**INSTRUCTION**
Without the images, print all the entries below exactly as given.

····················

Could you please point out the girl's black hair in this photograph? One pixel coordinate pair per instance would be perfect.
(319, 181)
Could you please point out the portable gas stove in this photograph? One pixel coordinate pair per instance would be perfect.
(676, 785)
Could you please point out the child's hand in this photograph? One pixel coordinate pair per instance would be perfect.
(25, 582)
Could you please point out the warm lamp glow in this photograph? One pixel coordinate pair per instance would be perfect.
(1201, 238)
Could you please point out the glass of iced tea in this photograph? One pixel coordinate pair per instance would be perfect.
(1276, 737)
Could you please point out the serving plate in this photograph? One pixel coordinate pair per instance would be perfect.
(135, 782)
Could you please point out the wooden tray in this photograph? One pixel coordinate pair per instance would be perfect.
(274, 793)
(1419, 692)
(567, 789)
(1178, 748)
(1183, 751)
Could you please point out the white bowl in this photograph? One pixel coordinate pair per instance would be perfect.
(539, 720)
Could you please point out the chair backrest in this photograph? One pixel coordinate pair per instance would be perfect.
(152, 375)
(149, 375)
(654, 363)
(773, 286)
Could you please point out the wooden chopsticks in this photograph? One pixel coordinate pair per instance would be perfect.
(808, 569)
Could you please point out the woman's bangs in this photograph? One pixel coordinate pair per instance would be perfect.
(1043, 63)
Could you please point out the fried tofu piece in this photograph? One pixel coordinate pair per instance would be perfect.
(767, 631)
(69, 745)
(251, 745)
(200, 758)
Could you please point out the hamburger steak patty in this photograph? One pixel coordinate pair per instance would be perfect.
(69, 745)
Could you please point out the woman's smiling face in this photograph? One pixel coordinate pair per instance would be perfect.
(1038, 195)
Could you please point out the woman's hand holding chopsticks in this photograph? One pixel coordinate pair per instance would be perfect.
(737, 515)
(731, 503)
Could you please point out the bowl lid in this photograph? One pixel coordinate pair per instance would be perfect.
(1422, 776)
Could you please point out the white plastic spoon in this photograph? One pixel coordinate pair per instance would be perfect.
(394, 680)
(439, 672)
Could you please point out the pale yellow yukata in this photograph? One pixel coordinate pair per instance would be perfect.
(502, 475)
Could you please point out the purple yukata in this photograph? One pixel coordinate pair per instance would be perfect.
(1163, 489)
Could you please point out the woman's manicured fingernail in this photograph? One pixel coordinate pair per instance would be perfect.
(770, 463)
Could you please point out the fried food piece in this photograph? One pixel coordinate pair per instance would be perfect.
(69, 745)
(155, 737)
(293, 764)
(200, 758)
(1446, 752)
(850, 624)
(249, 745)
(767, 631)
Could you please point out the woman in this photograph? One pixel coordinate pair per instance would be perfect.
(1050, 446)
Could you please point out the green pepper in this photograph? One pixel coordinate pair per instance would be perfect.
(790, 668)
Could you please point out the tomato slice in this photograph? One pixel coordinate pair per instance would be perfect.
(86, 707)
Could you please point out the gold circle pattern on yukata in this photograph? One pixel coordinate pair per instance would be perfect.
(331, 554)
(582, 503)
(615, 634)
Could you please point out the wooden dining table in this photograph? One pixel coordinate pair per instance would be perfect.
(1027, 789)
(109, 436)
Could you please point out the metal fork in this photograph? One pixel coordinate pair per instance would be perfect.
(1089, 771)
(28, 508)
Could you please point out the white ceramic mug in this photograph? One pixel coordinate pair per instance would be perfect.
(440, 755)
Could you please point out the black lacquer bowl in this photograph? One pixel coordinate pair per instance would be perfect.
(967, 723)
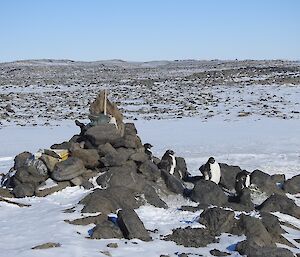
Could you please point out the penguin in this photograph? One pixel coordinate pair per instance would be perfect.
(242, 180)
(211, 170)
(147, 150)
(168, 162)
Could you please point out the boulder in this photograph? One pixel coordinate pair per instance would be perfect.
(102, 134)
(181, 169)
(139, 157)
(68, 169)
(208, 193)
(41, 191)
(49, 161)
(128, 141)
(152, 197)
(110, 156)
(273, 227)
(280, 203)
(90, 157)
(251, 249)
(125, 175)
(253, 229)
(217, 220)
(228, 174)
(106, 230)
(191, 237)
(292, 185)
(245, 199)
(125, 153)
(216, 252)
(130, 129)
(173, 183)
(278, 179)
(264, 182)
(150, 171)
(21, 159)
(29, 174)
(22, 190)
(64, 145)
(111, 199)
(131, 225)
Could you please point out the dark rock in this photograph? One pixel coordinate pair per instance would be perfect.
(280, 203)
(131, 225)
(21, 160)
(68, 169)
(130, 129)
(106, 230)
(125, 153)
(90, 157)
(64, 145)
(139, 157)
(150, 171)
(250, 249)
(292, 185)
(102, 134)
(207, 193)
(278, 179)
(181, 169)
(49, 161)
(216, 252)
(245, 199)
(125, 175)
(111, 156)
(111, 199)
(264, 182)
(23, 190)
(253, 229)
(173, 183)
(217, 220)
(5, 192)
(47, 191)
(128, 141)
(228, 174)
(191, 237)
(152, 197)
(77, 181)
(272, 225)
(29, 174)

····················

**COMPLETED EXERCISE**
Could you please point out the girl's black hair in this photograph? One pixel coordinate pair per instance would be perfect.
(319, 181)
Could you please point out the portable gas stove in this photograph? One pixel coordinate pair per instance would be perfect.
(676, 785)
Could you please point out the child's hand in this photograph? One pixel coordinate pair per instance would be perfect.
(25, 582)
Could you please point out the warm lamp glow in this photograph? One pixel coordinate pair per instance would be perfect.
(1201, 238)
Could you please point out the glass of iced tea in this photograph? One pixel coordinate pair per instance would be perfect.
(1276, 737)
Could you please point out the serving plate in this photograph? One pixel coordinate pair per instance would be perfect.
(135, 782)
Could you please point out the wooden tray in this photograph? One pixel coordinate pair per instance would be perfect.
(274, 793)
(1419, 692)
(567, 789)
(1178, 748)
(1183, 751)
Could you please point out the white bowl in this photograph? One pixel coordinate pair per instance would be perfect.
(539, 720)
Could you please point out the chair backrest in this photograph? One pixel coordinate pair per instance would be perfect.
(152, 375)
(149, 375)
(654, 363)
(773, 286)
Could you please point out the wooden chopsticks in this photograph? One pixel coordinate pair per instance would be perfect.
(808, 569)
Could you please point out the woman's bangs in this photograph? One pixel coordinate pair per instance would be perfect.
(1043, 63)
Could you please point out the fried tofu piece in this photograph? One pixel coordinate pair per instance would be perfect.
(767, 631)
(69, 745)
(251, 745)
(200, 758)
Could you please point out the hamburger steak patty in this photograph? One pixel coordinate pair per instance would be perfect.
(69, 745)
Could you please point out the woman's smiling face in this photograph? One pixel coordinate pair per instance would be perfect.
(1038, 195)
Could you please point out the woman's hand holding chopsticks in this photograph? One pixel coordinate pair per instance would be perfect.
(737, 515)
(731, 503)
Could you please point out the bowl lid in this photograph? One pixel coordinate pair per instance would be perfect.
(1422, 776)
Could you please point out the white plastic spoon in this photograph? One pixel coordinate pair per instance would be perfect.
(394, 680)
(439, 672)
Could you please point out the pale yellow yukata in this photograph? One pixel coordinate pair per instance would be perfect.
(502, 475)
Could you please point out the purple yukata in this photograph? One pixel coordinate pair per instance would be perfect.
(1163, 489)
Could you please point out the woman's manicured fingernail in this photograph? One pixel coordinate pair per instance would be perfect.
(770, 463)
Could you please point out the fried food piece in this photograph? One pixel coordinate pair per instance would be perfect.
(69, 745)
(155, 737)
(293, 764)
(200, 758)
(1446, 752)
(850, 624)
(249, 745)
(767, 631)
Could you please point out the woman in this photograph? One pixel coordinate pair per instance would be perfect.
(1050, 446)
Could you please point out the green pepper in this photograph? One pixel coordinate pair per instance would be perfect.
(790, 668)
Could you please point out the tomato slice in this photograph? One pixel coordinate pair per instance would be perfect.
(86, 707)
Could you please point out the gold circle pattern on yukata in this photograph? One pixel coordinate pair per instance would be perfect.
(331, 554)
(582, 503)
(615, 634)
Could you please point out the wooden dining table in this photograph? One pixel coordinate pair per instance would be perfect.
(1027, 789)
(109, 436)
Could you please point out the metal fork in this photograph? One pixel coordinate pair per instance would be perfect.
(1089, 771)
(28, 508)
Could you please point out the white ceramic mug in this photograph? One pixel coordinate pair per instance would be perfect.
(440, 755)
Could you please point out the black lacquer bowl in this photograph? One pixel coordinate pair per instance would be perfect.
(967, 723)
Could you please point out the penguin in this photograph? One pixel coordinate pair per instance would be perfect.
(242, 180)
(211, 170)
(147, 150)
(168, 162)
Could you please point out the boulder in this photograph? One pixel coordinate pair per instance would be perfect.
(102, 134)
(181, 169)
(139, 157)
(68, 169)
(208, 193)
(41, 191)
(49, 161)
(128, 141)
(152, 197)
(110, 156)
(273, 227)
(280, 203)
(90, 157)
(251, 249)
(125, 175)
(253, 229)
(217, 220)
(228, 174)
(106, 230)
(191, 237)
(292, 185)
(245, 199)
(125, 153)
(216, 252)
(130, 129)
(173, 183)
(278, 179)
(264, 182)
(150, 171)
(21, 159)
(29, 174)
(22, 190)
(64, 145)
(111, 199)
(131, 225)
Could you please point out the dark rock in this photograph? One pixel coordinate pair per instance would be perfect.
(280, 203)
(131, 225)
(21, 160)
(68, 169)
(130, 129)
(106, 230)
(125, 153)
(90, 157)
(64, 145)
(139, 157)
(150, 171)
(250, 249)
(292, 185)
(102, 134)
(207, 193)
(278, 179)
(181, 169)
(49, 161)
(216, 252)
(245, 199)
(125, 175)
(111, 156)
(111, 199)
(264, 182)
(23, 190)
(253, 229)
(173, 183)
(217, 220)
(5, 192)
(47, 191)
(128, 141)
(228, 174)
(191, 237)
(152, 197)
(77, 181)
(272, 225)
(29, 174)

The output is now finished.